▶ Passage to read:
------------------------------

Did you know that import duties, VAT, and other taxes directly affect the pricing, margins, and overall competitiveness of your business in Vietnam? A clear understanding of these taxes isn’t just about compliance, it’s about maximizing your savings and avoiding costly surprises.
This guide will provide a thorough overview of how to calculate import tax and duty in Vietnam and provide key insights to help you import goods into the country with confidence and efficiency.
Overview of Import and Duty Regulations in Vietnam
What Taxes Are Applicable to Imports in Vietnam?
Import taxes in Vietnam are tariffs imposed on goods imported into the country. These taxes can significantly influence pricing, as high import duties can increase costs and reduce profitability. Understanding import taxes helps businesses accurately forecast costs, optimize supply chain decisions, and prevent unexpected expenses that could disrupt operations.

------------------------------

▶ Information given:
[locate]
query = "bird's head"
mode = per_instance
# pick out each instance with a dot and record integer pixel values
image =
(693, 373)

------------------------------

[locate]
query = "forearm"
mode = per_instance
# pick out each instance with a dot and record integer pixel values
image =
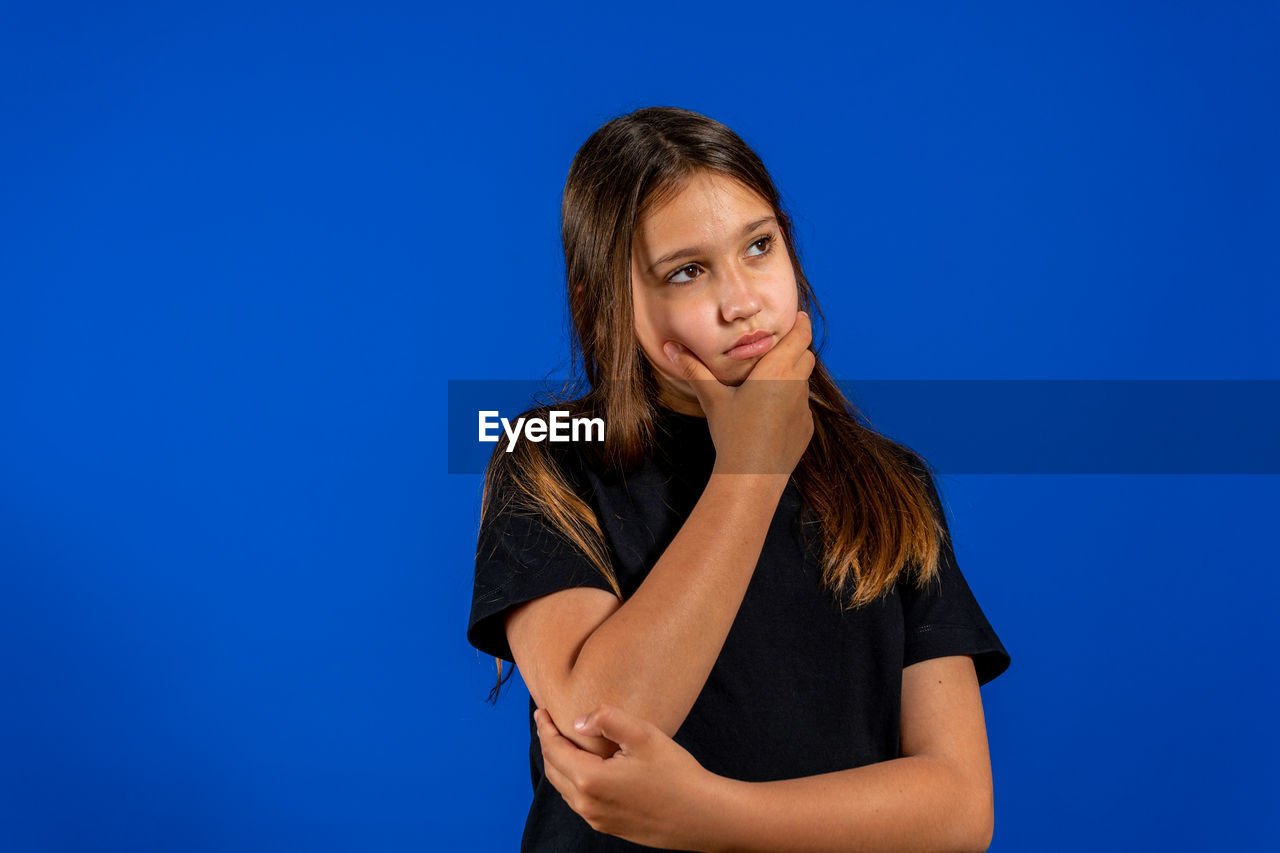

------------------------------

▶ Description of the task:
Answer these questions using the text on import taxes in Vietnam.
1. Which charges does the opening say directly affect pricing, margins, and competitiveness?
2. What does the guide say it will give a thorough overview of?
3. How does the text define import taxes in Vietnam?

▶ The completed task:
1. Import duties, VAT, and other taxes.
2. How to calculate import tax and duty in Vietnam.
3. As tariffs imposed on goods imported into the country.